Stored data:
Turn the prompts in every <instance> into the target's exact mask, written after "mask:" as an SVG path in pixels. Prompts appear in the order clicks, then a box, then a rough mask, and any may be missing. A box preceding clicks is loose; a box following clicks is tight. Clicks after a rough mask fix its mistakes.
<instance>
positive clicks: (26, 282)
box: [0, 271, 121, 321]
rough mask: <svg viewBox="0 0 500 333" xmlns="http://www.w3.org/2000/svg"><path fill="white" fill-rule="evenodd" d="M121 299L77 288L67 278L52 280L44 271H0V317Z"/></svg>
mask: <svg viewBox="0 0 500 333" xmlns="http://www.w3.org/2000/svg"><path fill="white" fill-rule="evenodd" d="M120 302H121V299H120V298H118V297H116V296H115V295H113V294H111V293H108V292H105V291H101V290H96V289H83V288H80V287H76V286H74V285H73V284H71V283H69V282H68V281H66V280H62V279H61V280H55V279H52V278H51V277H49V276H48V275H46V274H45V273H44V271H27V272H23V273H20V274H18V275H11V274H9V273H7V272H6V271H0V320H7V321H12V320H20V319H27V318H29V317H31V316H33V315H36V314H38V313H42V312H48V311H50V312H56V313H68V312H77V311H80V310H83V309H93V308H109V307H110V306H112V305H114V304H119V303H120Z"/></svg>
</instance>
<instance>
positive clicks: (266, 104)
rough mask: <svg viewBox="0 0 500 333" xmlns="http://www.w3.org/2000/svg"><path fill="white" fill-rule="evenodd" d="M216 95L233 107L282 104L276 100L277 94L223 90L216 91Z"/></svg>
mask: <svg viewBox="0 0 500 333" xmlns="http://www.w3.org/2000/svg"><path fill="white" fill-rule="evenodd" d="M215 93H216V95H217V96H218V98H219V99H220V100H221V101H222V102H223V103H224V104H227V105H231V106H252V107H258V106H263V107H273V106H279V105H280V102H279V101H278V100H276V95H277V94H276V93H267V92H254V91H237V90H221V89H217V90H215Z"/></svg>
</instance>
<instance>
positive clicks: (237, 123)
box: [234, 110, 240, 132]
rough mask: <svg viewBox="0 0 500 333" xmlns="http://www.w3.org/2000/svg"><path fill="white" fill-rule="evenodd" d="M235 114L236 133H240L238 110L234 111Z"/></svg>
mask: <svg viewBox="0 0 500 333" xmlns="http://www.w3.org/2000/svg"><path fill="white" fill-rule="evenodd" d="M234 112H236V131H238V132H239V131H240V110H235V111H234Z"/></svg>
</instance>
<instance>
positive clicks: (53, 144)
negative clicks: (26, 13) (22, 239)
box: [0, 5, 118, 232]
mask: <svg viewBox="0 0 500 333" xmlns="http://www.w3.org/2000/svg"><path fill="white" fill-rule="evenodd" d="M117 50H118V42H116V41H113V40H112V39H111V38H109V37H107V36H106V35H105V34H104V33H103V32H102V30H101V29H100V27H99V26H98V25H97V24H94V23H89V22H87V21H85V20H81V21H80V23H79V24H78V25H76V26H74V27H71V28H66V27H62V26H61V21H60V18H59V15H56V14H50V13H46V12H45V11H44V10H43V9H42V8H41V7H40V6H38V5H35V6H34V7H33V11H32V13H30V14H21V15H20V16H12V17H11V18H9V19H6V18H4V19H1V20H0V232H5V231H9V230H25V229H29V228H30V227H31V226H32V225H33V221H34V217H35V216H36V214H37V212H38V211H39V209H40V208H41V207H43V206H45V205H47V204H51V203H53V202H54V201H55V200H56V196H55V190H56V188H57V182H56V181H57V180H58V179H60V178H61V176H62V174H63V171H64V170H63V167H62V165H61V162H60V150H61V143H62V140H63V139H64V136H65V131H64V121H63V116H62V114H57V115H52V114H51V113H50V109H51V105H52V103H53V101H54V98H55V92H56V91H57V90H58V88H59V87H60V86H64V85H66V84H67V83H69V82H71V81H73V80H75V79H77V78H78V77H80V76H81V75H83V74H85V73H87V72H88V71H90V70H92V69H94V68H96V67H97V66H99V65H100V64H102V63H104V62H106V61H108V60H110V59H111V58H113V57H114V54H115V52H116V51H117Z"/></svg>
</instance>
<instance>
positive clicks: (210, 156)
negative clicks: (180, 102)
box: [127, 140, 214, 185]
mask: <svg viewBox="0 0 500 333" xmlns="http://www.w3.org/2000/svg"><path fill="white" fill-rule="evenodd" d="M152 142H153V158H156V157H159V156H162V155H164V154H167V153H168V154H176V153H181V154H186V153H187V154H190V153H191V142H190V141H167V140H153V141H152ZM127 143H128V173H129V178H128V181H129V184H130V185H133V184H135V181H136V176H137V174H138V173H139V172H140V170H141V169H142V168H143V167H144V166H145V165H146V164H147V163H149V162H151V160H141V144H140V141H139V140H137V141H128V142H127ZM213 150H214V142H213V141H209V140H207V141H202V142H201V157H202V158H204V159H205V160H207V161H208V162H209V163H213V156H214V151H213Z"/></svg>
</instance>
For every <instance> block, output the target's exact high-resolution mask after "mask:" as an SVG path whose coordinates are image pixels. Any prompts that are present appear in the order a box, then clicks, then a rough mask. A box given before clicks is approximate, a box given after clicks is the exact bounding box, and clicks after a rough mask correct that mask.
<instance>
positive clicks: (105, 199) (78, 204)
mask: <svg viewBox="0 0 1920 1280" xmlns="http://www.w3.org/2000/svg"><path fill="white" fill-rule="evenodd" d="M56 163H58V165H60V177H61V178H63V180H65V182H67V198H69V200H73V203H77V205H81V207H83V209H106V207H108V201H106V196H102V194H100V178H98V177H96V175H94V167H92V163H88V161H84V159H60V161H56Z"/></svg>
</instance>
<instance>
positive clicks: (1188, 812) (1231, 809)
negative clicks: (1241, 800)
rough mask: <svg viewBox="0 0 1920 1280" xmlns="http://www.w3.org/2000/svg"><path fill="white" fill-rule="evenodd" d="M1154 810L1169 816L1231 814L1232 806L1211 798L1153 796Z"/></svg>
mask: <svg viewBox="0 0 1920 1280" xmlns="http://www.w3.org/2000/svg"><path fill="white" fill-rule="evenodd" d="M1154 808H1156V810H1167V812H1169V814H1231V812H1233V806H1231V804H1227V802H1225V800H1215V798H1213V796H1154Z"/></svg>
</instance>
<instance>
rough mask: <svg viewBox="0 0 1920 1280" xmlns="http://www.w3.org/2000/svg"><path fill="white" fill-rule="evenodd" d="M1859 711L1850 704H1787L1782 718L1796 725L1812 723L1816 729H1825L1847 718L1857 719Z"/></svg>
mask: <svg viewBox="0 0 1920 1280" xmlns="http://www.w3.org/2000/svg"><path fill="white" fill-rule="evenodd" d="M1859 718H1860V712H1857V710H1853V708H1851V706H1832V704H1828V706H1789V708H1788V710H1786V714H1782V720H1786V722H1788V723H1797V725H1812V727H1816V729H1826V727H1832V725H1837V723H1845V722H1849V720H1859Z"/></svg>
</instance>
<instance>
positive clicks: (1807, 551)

Task to carry out: Each line shown above must be repeated exactly.

Reply:
Turn the prompts in every <instance> into the target's exact mask, written after "mask:" as an SVG path in pixels. Prompts appear in the order clicks, then a box, then a rough mask, and any may be missing. A box preceding clicks is loose; a box following clicks is tight. Clicks after a rough mask fix its mistakes.
<instance>
positive clicks: (26, 282)
box: [0, 271, 121, 321]
rough mask: <svg viewBox="0 0 500 333" xmlns="http://www.w3.org/2000/svg"><path fill="white" fill-rule="evenodd" d="M121 299L77 288L67 278L52 280L44 271H0V317Z"/></svg>
mask: <svg viewBox="0 0 500 333" xmlns="http://www.w3.org/2000/svg"><path fill="white" fill-rule="evenodd" d="M120 302H121V299H120V298H118V297H116V296H115V295H113V294H111V293H108V292H105V291H101V290H96V289H83V288H80V287H76V286H74V285H73V284H71V283H69V282H68V281H66V280H62V279H61V280H55V279H52V278H51V277H49V276H48V275H46V274H45V273H44V271H27V272H23V273H20V274H18V275H11V274H9V273H7V272H6V271H0V320H7V321H12V320H20V319H27V318H29V317H31V316H33V315H36V314H38V313H42V312H48V311H50V312H56V313H68V312H77V311H80V310H83V309H93V308H109V307H110V306H112V305H114V304H119V303H120Z"/></svg>
</instance>
<instance>
positive clicks: (266, 104)
rough mask: <svg viewBox="0 0 500 333" xmlns="http://www.w3.org/2000/svg"><path fill="white" fill-rule="evenodd" d="M216 95L233 107L282 104L276 100L277 94L223 90L216 91Z"/></svg>
mask: <svg viewBox="0 0 500 333" xmlns="http://www.w3.org/2000/svg"><path fill="white" fill-rule="evenodd" d="M215 93H216V95H217V96H218V98H219V99H220V100H221V101H222V102H223V103H224V104H227V105H231V106H252V107H258V106H263V107H273V106H279V105H280V102H279V101H278V100H276V95H277V94H276V93H267V92H254V91H237V90H221V89H217V90H215Z"/></svg>
</instance>
<instance>
positive clicks: (237, 123)
box: [234, 110, 240, 132]
rough mask: <svg viewBox="0 0 500 333" xmlns="http://www.w3.org/2000/svg"><path fill="white" fill-rule="evenodd" d="M235 114L236 133H240L238 110L234 111Z"/></svg>
mask: <svg viewBox="0 0 500 333" xmlns="http://www.w3.org/2000/svg"><path fill="white" fill-rule="evenodd" d="M234 112H236V131H238V132H239V131H240V110H235V111H234Z"/></svg>
</instance>
<instance>
positive clicks: (53, 144)
negative clicks: (26, 13) (22, 239)
box: [0, 5, 118, 232]
mask: <svg viewBox="0 0 500 333" xmlns="http://www.w3.org/2000/svg"><path fill="white" fill-rule="evenodd" d="M117 50H118V42H116V41H113V40H112V39H111V38H109V37H107V36H106V35H105V34H104V33H103V32H102V30H101V29H100V27H99V26H98V25H97V24H94V23H89V22H87V21H85V20H81V21H80V23H79V24H78V25H76V26H74V27H71V28H66V27H62V26H61V21H60V18H59V15H56V14H50V13H46V12H45V11H44V10H43V9H42V8H41V7H40V6H38V5H35V6H34V7H33V11H32V13H30V14H21V15H20V16H12V17H11V18H9V19H6V18H4V19H1V20H0V232H5V231H9V230H25V229H29V228H30V227H31V226H32V225H33V221H34V217H35V216H36V214H37V212H38V211H39V209H40V208H41V207H43V206H45V205H47V204H51V203H53V202H54V201H55V200H56V196H55V190H56V188H57V182H56V181H57V180H58V179H60V178H61V176H62V174H63V171H64V170H63V167H62V165H61V162H60V150H61V143H62V140H63V139H64V136H65V131H64V121H63V116H62V114H57V115H52V114H51V113H50V109H51V105H52V103H53V101H54V98H55V92H56V91H57V90H58V88H59V87H60V86H64V85H66V84H67V83H69V82H71V81H73V80H75V79H77V78H78V77H80V76H81V75H83V74H85V73H87V72H88V71H90V70H92V69H94V68H96V67H97V66H99V65H100V64H102V63H104V62H106V61H108V60H110V59H111V58H113V57H114V54H115V52H116V51H117Z"/></svg>
</instance>
<instance>
positive clicks: (210, 156)
negative clicks: (180, 102)
box: [127, 140, 214, 185]
mask: <svg viewBox="0 0 500 333" xmlns="http://www.w3.org/2000/svg"><path fill="white" fill-rule="evenodd" d="M152 142H153V158H156V157H159V156H162V155H164V154H167V153H168V154H176V153H181V154H186V153H187V154H190V153H191V142H190V141H167V140H153V141H152ZM127 143H128V173H129V178H128V181H129V184H130V185H133V184H135V181H136V176H137V174H138V173H139V172H140V170H141V169H142V168H143V167H144V166H145V165H146V164H147V163H149V162H151V160H141V144H140V141H139V140H137V141H128V142H127ZM213 150H214V142H213V141H209V140H207V141H202V142H201V157H202V158H204V159H205V160H207V161H208V162H209V163H213V156H214V151H213Z"/></svg>
</instance>
For every <instance> block, output the target's exact high-resolution mask after "mask:" as an SVG path whose coordinates are image pixels. Any prompts that are present appear in the order a box, then clicks, then a rough mask. A box given before clicks is approximate, a box given after clicks is the exact bounding box, and clicks after a rough mask correct that mask.
<instance>
positive clicks: (105, 199) (78, 204)
mask: <svg viewBox="0 0 1920 1280" xmlns="http://www.w3.org/2000/svg"><path fill="white" fill-rule="evenodd" d="M56 163H58V165H60V177H61V178H63V180H65V182H67V198H69V200H73V203H77V205H81V207H83V209H106V207H108V201H106V196H102V194H100V178H98V177H96V175H94V167H92V163H88V161H84V159H60V161H56Z"/></svg>
</instance>
<instance>
positive clicks: (1188, 812) (1231, 809)
negative clicks: (1241, 800)
rough mask: <svg viewBox="0 0 1920 1280" xmlns="http://www.w3.org/2000/svg"><path fill="white" fill-rule="evenodd" d="M1154 810L1169 816L1231 814L1232 806L1211 798L1153 796Z"/></svg>
mask: <svg viewBox="0 0 1920 1280" xmlns="http://www.w3.org/2000/svg"><path fill="white" fill-rule="evenodd" d="M1154 808H1156V810H1167V812H1169V814H1231V812H1233V806H1231V804H1227V802H1225V800H1215V798H1213V796H1154Z"/></svg>
</instance>
<instance>
rough mask: <svg viewBox="0 0 1920 1280" xmlns="http://www.w3.org/2000/svg"><path fill="white" fill-rule="evenodd" d="M1859 711L1850 704H1787L1782 718L1796 725L1812 723L1816 729H1825L1847 718L1857 719Z"/></svg>
mask: <svg viewBox="0 0 1920 1280" xmlns="http://www.w3.org/2000/svg"><path fill="white" fill-rule="evenodd" d="M1859 718H1860V712H1857V710H1853V708H1851V706H1832V704H1828V706H1789V708H1788V710H1786V714H1782V720H1786V722H1788V723H1797V725H1812V727H1816V729H1826V727H1832V725H1837V723H1845V722H1849V720H1859Z"/></svg>
</instance>
<instance>
positive clicks: (1807, 551)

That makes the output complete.